## What to produce
Collect every line in the data below that contains the word "glaze", matching upper and lower case exactly.

Spatial annotation records:
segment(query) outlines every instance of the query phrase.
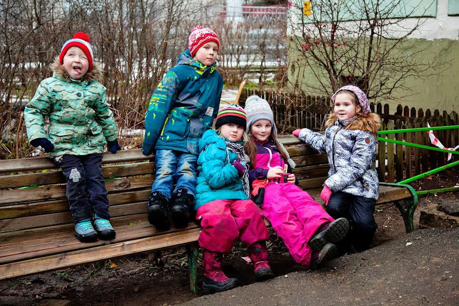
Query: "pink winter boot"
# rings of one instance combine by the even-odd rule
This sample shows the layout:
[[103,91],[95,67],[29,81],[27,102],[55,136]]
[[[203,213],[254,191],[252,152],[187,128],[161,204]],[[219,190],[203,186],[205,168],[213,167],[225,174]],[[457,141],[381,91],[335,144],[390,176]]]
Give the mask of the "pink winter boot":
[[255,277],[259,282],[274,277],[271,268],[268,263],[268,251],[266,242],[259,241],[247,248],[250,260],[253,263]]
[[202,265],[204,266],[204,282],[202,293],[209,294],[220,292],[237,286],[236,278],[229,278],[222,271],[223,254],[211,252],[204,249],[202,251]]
* * *
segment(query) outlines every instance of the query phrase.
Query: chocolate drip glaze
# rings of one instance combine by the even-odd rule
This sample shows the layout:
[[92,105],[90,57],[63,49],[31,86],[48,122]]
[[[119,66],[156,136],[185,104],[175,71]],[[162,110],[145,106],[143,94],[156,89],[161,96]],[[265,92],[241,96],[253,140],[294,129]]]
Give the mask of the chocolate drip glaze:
--
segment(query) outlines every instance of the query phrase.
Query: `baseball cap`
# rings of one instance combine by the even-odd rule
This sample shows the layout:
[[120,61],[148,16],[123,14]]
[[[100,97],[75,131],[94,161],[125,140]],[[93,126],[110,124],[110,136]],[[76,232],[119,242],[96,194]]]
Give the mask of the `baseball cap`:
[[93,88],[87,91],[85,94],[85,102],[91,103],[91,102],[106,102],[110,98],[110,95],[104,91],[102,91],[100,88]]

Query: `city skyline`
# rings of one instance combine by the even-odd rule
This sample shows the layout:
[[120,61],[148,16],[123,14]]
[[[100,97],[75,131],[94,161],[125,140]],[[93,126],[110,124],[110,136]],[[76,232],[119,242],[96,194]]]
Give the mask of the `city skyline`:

## Answer to the problem
Query: chocolate drip glaze
Give the mask of the chocolate drip glaze:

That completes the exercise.